Did you know that smoking could lead to lung cancer? Or that untreated diabetes might cause blindness? This is what doctors call causal relationships between conditions. Documenting which diseases directly cause others has been a major challenge for medical researchers. Now, new international research has changed that.
In the study published in Bioinformatics, researchers developed an automated method for extracting causal relationships between diseases from scientific literature and created a map showing which conditions lead to others. This knowledge is already improving how scientists calculate genetic risk scores that predict one’s likelihood of developing specific diseases.
The Domino Effect of Disease
Most people know that Type 2 diabetes can lead to complications. However, the exact sequence—diabetes causing hyperglycemia, which causes microvascular disease, ultimately resulting in diabetic retinopathy—illustrates the domino effect one condition can have. Understanding these chains helps doctors anticipate problems before they develop and potentially intervene earlier.
The research team used sophisticated text mining techniques to scour thousands of medical journal abstracts. They weren’t just looking for diseases that commonly occur together (comorbidities) but specifically for statements asserting that one disease directly causes another. The team identified 8,191 unique causal relationships spanning 1,860 different disease categories.

> _DATA UNDER STUDY_

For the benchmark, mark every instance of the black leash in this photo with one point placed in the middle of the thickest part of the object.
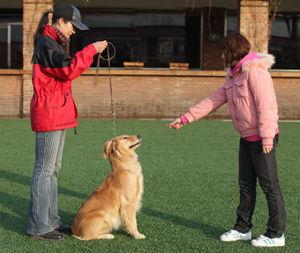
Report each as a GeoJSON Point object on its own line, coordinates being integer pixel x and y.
{"type": "Point", "coordinates": [108, 59]}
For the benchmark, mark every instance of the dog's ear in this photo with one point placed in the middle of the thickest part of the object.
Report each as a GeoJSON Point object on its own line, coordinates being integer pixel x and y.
{"type": "Point", "coordinates": [106, 150]}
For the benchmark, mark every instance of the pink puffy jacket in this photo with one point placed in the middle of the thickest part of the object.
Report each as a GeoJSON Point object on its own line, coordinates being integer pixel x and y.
{"type": "Point", "coordinates": [249, 92]}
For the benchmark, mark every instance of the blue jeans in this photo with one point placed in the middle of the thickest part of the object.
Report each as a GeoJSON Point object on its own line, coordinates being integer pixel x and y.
{"type": "Point", "coordinates": [43, 209]}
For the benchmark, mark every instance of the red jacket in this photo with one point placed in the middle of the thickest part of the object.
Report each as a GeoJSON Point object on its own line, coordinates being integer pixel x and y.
{"type": "Point", "coordinates": [52, 106]}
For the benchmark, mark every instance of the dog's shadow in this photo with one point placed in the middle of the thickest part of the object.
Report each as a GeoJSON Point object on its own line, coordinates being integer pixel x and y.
{"type": "Point", "coordinates": [208, 230]}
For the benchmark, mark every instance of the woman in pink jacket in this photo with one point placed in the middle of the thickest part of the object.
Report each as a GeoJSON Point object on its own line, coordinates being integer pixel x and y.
{"type": "Point", "coordinates": [248, 89]}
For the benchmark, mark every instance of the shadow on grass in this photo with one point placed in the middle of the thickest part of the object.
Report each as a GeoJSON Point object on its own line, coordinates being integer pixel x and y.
{"type": "Point", "coordinates": [208, 230]}
{"type": "Point", "coordinates": [17, 217]}
{"type": "Point", "coordinates": [24, 180]}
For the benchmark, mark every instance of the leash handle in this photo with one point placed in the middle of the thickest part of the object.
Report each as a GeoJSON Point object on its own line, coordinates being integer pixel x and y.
{"type": "Point", "coordinates": [108, 59]}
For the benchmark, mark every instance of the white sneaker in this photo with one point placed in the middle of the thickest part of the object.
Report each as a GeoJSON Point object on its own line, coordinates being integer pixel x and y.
{"type": "Point", "coordinates": [233, 235]}
{"type": "Point", "coordinates": [264, 241]}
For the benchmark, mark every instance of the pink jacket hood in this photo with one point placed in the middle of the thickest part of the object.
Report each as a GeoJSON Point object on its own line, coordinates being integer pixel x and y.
{"type": "Point", "coordinates": [249, 92]}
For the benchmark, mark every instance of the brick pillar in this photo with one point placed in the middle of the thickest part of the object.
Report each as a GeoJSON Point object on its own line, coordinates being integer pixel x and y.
{"type": "Point", "coordinates": [32, 12]}
{"type": "Point", "coordinates": [254, 23]}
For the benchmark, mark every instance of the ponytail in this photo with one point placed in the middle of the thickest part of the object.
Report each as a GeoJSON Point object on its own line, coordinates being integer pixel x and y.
{"type": "Point", "coordinates": [43, 21]}
{"type": "Point", "coordinates": [39, 31]}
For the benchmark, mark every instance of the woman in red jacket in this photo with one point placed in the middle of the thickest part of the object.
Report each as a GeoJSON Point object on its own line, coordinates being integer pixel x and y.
{"type": "Point", "coordinates": [52, 111]}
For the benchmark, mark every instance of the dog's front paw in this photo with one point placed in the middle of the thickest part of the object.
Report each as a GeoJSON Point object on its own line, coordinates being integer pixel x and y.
{"type": "Point", "coordinates": [139, 236]}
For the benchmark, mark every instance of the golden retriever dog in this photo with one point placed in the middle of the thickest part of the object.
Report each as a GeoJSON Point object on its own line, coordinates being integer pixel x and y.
{"type": "Point", "coordinates": [117, 200]}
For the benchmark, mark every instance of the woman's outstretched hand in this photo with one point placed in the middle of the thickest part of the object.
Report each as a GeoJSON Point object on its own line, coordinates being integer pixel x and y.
{"type": "Point", "coordinates": [176, 124]}
{"type": "Point", "coordinates": [100, 45]}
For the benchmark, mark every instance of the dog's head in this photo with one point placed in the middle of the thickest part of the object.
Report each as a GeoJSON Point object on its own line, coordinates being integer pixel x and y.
{"type": "Point", "coordinates": [122, 146]}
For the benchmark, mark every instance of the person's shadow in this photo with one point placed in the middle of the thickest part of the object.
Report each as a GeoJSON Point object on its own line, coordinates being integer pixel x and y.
{"type": "Point", "coordinates": [16, 217]}
{"type": "Point", "coordinates": [208, 230]}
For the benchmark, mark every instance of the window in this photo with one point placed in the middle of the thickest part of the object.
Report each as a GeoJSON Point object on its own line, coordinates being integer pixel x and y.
{"type": "Point", "coordinates": [11, 48]}
{"type": "Point", "coordinates": [285, 41]}
{"type": "Point", "coordinates": [155, 38]}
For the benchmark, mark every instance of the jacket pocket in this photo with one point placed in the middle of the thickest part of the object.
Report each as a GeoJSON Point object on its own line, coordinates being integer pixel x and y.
{"type": "Point", "coordinates": [66, 114]}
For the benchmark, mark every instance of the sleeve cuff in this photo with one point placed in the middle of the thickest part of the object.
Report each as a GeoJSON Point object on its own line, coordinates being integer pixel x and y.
{"type": "Point", "coordinates": [184, 120]}
{"type": "Point", "coordinates": [268, 142]}
{"type": "Point", "coordinates": [189, 117]}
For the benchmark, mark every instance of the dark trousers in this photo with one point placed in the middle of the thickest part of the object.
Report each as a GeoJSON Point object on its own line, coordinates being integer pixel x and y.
{"type": "Point", "coordinates": [253, 165]}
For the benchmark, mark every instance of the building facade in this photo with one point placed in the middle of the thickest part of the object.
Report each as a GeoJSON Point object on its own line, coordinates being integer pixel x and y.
{"type": "Point", "coordinates": [156, 33]}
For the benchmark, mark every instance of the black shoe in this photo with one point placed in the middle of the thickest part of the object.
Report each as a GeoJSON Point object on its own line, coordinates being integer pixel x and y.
{"type": "Point", "coordinates": [64, 229]}
{"type": "Point", "coordinates": [54, 236]}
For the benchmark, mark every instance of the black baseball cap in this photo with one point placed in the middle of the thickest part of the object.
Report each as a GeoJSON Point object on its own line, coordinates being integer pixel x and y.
{"type": "Point", "coordinates": [69, 13]}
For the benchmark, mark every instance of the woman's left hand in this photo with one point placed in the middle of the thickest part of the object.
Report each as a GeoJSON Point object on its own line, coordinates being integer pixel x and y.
{"type": "Point", "coordinates": [267, 149]}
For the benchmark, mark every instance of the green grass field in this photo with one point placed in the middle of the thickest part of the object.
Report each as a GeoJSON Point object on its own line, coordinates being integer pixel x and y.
{"type": "Point", "coordinates": [191, 187]}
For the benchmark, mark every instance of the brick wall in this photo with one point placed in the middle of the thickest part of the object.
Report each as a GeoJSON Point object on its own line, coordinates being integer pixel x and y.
{"type": "Point", "coordinates": [32, 12]}
{"type": "Point", "coordinates": [162, 94]}
{"type": "Point", "coordinates": [10, 95]}
{"type": "Point", "coordinates": [254, 23]}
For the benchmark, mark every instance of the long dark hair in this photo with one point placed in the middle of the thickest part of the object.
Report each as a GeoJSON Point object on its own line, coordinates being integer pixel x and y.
{"type": "Point", "coordinates": [43, 21]}
{"type": "Point", "coordinates": [234, 47]}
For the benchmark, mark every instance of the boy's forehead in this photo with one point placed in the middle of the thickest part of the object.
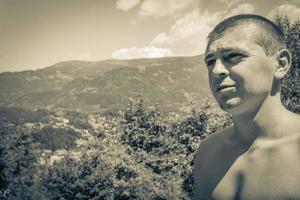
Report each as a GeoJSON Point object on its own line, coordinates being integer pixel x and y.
{"type": "Point", "coordinates": [241, 36]}
{"type": "Point", "coordinates": [236, 40]}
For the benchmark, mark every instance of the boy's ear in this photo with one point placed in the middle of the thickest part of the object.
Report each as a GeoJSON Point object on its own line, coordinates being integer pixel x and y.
{"type": "Point", "coordinates": [283, 63]}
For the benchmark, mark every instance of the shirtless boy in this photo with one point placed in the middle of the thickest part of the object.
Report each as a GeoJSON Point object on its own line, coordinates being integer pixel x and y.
{"type": "Point", "coordinates": [259, 156]}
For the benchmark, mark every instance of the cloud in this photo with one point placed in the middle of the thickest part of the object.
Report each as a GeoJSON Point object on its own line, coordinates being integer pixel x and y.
{"type": "Point", "coordinates": [126, 5]}
{"type": "Point", "coordinates": [292, 11]}
{"type": "Point", "coordinates": [188, 34]}
{"type": "Point", "coordinates": [143, 52]}
{"type": "Point", "coordinates": [241, 9]}
{"type": "Point", "coordinates": [163, 8]}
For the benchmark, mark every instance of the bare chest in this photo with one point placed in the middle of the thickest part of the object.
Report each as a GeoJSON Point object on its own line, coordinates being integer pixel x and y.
{"type": "Point", "coordinates": [269, 173]}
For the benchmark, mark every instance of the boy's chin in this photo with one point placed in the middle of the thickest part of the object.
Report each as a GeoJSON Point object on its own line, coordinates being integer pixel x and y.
{"type": "Point", "coordinates": [230, 105]}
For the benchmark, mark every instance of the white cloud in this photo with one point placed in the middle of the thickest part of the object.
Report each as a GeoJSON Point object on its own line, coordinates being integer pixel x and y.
{"type": "Point", "coordinates": [126, 5]}
{"type": "Point", "coordinates": [292, 11]}
{"type": "Point", "coordinates": [241, 9]}
{"type": "Point", "coordinates": [143, 52]}
{"type": "Point", "coordinates": [163, 8]}
{"type": "Point", "coordinates": [188, 34]}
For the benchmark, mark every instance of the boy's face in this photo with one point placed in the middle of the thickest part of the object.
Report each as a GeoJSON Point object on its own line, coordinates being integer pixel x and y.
{"type": "Point", "coordinates": [240, 74]}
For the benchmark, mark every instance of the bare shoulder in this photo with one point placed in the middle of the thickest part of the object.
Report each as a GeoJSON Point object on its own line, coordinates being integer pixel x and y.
{"type": "Point", "coordinates": [211, 145]}
{"type": "Point", "coordinates": [207, 162]}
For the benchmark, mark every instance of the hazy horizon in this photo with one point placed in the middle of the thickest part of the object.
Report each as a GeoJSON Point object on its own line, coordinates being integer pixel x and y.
{"type": "Point", "coordinates": [36, 34]}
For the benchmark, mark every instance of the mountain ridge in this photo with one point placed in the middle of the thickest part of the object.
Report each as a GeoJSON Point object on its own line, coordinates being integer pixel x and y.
{"type": "Point", "coordinates": [103, 86]}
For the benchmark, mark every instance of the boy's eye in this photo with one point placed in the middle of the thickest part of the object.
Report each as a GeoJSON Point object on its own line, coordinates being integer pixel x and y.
{"type": "Point", "coordinates": [233, 57]}
{"type": "Point", "coordinates": [210, 62]}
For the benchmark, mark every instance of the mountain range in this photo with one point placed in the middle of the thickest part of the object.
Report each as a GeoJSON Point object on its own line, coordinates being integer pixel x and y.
{"type": "Point", "coordinates": [105, 86]}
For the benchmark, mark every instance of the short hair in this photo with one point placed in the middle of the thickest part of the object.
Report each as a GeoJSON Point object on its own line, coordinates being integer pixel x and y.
{"type": "Point", "coordinates": [271, 38]}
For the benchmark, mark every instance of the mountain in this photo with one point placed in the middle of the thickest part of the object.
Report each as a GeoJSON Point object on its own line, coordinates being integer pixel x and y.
{"type": "Point", "coordinates": [105, 86]}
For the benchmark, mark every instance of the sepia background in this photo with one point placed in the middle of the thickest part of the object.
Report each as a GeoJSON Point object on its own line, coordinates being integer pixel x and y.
{"type": "Point", "coordinates": [109, 99]}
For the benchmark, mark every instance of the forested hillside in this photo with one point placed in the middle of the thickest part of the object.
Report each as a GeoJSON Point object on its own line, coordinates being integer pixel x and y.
{"type": "Point", "coordinates": [141, 147]}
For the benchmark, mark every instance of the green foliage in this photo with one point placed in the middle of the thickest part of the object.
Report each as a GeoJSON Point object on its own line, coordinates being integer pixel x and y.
{"type": "Point", "coordinates": [54, 138]}
{"type": "Point", "coordinates": [142, 154]}
{"type": "Point", "coordinates": [18, 165]}
{"type": "Point", "coordinates": [291, 83]}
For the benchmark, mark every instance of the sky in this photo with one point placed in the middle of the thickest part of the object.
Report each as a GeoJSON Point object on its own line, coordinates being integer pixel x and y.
{"type": "Point", "coordinates": [39, 33]}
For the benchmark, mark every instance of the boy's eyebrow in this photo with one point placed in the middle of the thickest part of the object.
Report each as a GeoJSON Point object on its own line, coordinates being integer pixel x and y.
{"type": "Point", "coordinates": [208, 55]}
{"type": "Point", "coordinates": [228, 50]}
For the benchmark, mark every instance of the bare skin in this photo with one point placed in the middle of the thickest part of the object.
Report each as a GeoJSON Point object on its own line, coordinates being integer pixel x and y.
{"type": "Point", "coordinates": [258, 157]}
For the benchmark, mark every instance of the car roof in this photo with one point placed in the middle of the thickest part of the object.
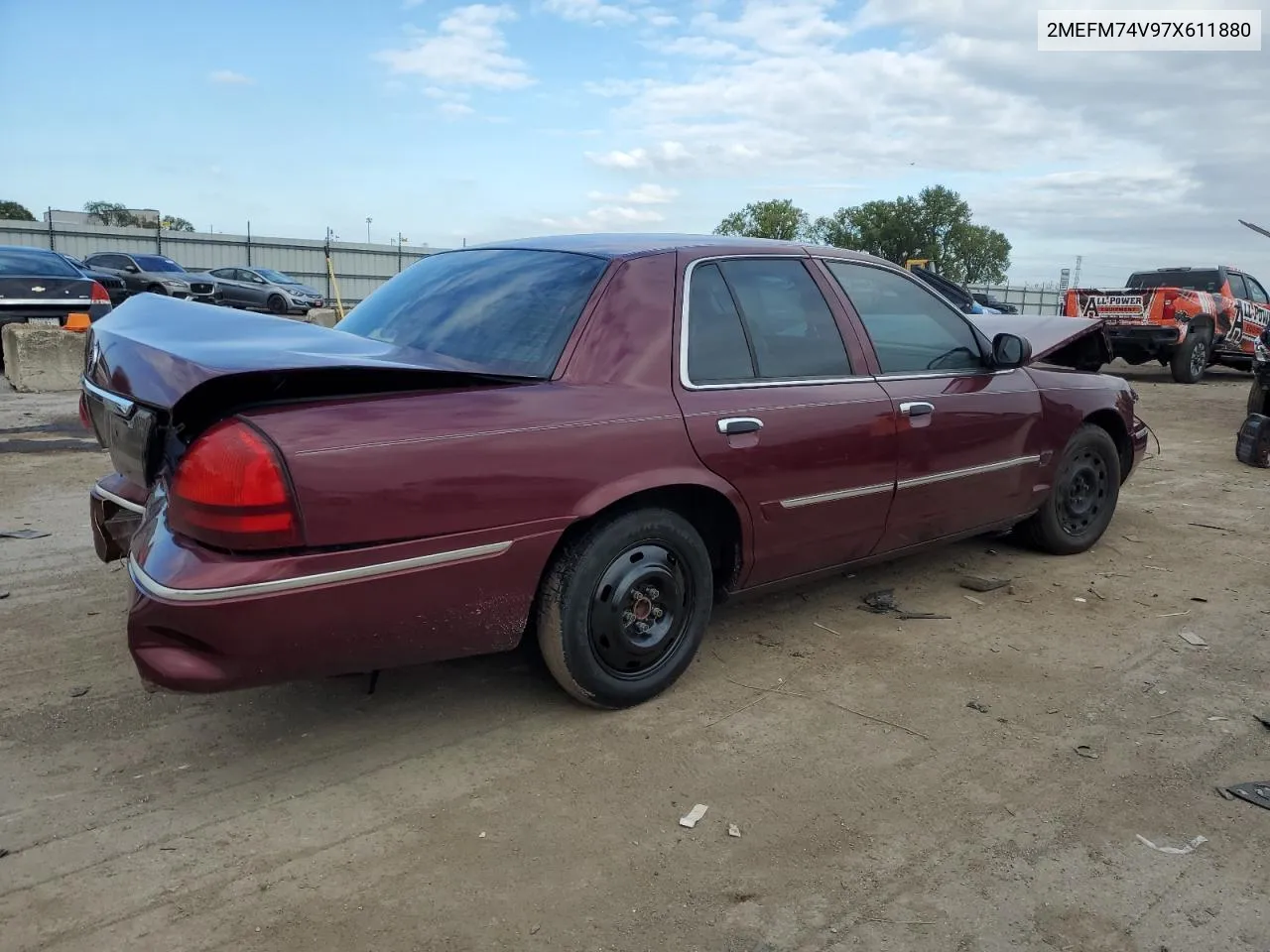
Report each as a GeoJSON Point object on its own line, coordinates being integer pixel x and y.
{"type": "Point", "coordinates": [633, 245]}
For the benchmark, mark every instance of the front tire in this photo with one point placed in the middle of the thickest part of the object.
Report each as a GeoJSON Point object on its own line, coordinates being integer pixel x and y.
{"type": "Point", "coordinates": [624, 607]}
{"type": "Point", "coordinates": [1191, 358]}
{"type": "Point", "coordinates": [1083, 497]}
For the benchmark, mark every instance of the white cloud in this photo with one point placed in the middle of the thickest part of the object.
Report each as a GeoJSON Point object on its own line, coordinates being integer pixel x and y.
{"type": "Point", "coordinates": [229, 77]}
{"type": "Point", "coordinates": [648, 193]}
{"type": "Point", "coordinates": [593, 12]}
{"type": "Point", "coordinates": [467, 49]}
{"type": "Point", "coordinates": [1124, 155]}
{"type": "Point", "coordinates": [607, 217]}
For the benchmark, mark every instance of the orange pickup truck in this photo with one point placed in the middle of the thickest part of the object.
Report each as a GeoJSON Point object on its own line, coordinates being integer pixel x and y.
{"type": "Point", "coordinates": [1185, 317]}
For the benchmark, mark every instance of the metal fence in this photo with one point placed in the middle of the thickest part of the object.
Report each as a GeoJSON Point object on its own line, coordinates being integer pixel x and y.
{"type": "Point", "coordinates": [358, 268]}
{"type": "Point", "coordinates": [1028, 299]}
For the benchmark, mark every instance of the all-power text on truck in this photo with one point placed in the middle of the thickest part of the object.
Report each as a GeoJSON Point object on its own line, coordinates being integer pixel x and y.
{"type": "Point", "coordinates": [1185, 317]}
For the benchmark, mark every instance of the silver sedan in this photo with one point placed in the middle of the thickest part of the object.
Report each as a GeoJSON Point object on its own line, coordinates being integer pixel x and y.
{"type": "Point", "coordinates": [267, 290]}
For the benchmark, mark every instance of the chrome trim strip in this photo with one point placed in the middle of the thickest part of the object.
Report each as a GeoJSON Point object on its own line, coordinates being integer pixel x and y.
{"type": "Point", "coordinates": [49, 301]}
{"type": "Point", "coordinates": [116, 403]}
{"type": "Point", "coordinates": [968, 471]}
{"type": "Point", "coordinates": [835, 495]}
{"type": "Point", "coordinates": [164, 593]}
{"type": "Point", "coordinates": [118, 500]}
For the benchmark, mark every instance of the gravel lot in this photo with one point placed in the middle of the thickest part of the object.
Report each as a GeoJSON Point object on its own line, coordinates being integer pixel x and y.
{"type": "Point", "coordinates": [472, 806]}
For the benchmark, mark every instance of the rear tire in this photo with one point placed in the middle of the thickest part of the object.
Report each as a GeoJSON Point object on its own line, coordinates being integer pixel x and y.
{"type": "Point", "coordinates": [1191, 358]}
{"type": "Point", "coordinates": [1083, 497]}
{"type": "Point", "coordinates": [624, 607]}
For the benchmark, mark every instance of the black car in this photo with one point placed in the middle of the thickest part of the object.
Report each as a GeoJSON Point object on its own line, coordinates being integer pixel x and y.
{"type": "Point", "coordinates": [40, 287]}
{"type": "Point", "coordinates": [158, 275]}
{"type": "Point", "coordinates": [114, 287]}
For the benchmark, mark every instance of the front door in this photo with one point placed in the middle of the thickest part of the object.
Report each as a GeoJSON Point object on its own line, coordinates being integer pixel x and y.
{"type": "Point", "coordinates": [772, 404]}
{"type": "Point", "coordinates": [968, 436]}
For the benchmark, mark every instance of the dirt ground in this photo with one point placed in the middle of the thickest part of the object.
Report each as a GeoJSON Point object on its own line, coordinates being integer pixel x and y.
{"type": "Point", "coordinates": [472, 806]}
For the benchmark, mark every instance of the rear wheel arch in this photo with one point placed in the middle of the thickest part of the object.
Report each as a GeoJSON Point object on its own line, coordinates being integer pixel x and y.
{"type": "Point", "coordinates": [1114, 424]}
{"type": "Point", "coordinates": [716, 517]}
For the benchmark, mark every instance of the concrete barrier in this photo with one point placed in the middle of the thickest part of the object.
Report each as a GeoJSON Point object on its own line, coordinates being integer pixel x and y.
{"type": "Point", "coordinates": [42, 359]}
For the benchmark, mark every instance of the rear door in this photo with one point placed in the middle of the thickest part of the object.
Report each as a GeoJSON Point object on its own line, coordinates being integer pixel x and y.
{"type": "Point", "coordinates": [775, 404]}
{"type": "Point", "coordinates": [968, 436]}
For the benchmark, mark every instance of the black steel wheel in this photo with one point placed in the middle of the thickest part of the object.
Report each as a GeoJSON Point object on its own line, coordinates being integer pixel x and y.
{"type": "Point", "coordinates": [624, 607]}
{"type": "Point", "coordinates": [1191, 358]}
{"type": "Point", "coordinates": [1083, 497]}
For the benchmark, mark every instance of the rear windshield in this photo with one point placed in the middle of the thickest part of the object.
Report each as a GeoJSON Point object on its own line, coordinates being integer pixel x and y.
{"type": "Point", "coordinates": [503, 311]}
{"type": "Point", "coordinates": [1203, 280]}
{"type": "Point", "coordinates": [19, 262]}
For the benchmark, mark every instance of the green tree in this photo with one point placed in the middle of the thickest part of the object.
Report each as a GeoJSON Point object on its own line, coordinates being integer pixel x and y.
{"type": "Point", "coordinates": [937, 223]}
{"type": "Point", "coordinates": [111, 213]}
{"type": "Point", "coordinates": [774, 218]}
{"type": "Point", "coordinates": [12, 211]}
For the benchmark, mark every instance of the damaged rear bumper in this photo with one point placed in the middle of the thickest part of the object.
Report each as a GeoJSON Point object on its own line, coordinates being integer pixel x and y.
{"type": "Point", "coordinates": [114, 513]}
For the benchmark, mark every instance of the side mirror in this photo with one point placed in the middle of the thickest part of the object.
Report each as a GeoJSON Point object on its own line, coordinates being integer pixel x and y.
{"type": "Point", "coordinates": [1010, 350]}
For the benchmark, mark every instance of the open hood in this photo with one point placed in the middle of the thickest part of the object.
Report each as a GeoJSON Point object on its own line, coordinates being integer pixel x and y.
{"type": "Point", "coordinates": [1056, 339]}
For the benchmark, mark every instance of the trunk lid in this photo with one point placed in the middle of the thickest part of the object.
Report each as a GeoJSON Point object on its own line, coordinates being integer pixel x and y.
{"type": "Point", "coordinates": [1067, 341]}
{"type": "Point", "coordinates": [44, 298]}
{"type": "Point", "coordinates": [160, 370]}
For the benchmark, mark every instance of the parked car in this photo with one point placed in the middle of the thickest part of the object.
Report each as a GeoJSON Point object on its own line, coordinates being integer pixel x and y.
{"type": "Point", "coordinates": [114, 287]}
{"type": "Point", "coordinates": [994, 304]}
{"type": "Point", "coordinates": [536, 436]}
{"type": "Point", "coordinates": [267, 290]}
{"type": "Point", "coordinates": [157, 275]}
{"type": "Point", "coordinates": [1187, 318]}
{"type": "Point", "coordinates": [40, 287]}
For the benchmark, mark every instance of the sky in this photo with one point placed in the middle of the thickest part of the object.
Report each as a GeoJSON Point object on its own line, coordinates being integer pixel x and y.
{"type": "Point", "coordinates": [449, 122]}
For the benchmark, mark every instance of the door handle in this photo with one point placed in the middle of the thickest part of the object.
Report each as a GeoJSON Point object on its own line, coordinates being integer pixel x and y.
{"type": "Point", "coordinates": [735, 425]}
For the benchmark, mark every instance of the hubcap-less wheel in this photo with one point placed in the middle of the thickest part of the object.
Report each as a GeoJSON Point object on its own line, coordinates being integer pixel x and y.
{"type": "Point", "coordinates": [1199, 358]}
{"type": "Point", "coordinates": [640, 611]}
{"type": "Point", "coordinates": [1082, 493]}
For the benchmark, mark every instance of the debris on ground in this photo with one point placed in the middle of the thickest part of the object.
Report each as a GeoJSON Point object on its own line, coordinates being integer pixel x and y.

> _REQUIRED ACTIONS_
**a)** In the article on causal links between diseases, render this sentence in Spanish: "Now, new international research has changed that."
**b)** From the article on causal links between diseases, write out the part that opens with the words "Did you know" and closes with "has changed that.", substituting "physicians" for "doctors".

> _SOLUTIONS TO THE EXERCISE_
**a)** Ahora, una nueva investigación internacional ha cambiado eso.

**b)**
Did you know that smoking could lead to lung cancer? Or that untreated diabetes might cause blindness? This is what physicians call causal relationships between conditions. Documenting which diseases directly cause others has been a major challenge for medical researchers. Now, new international research has changed that.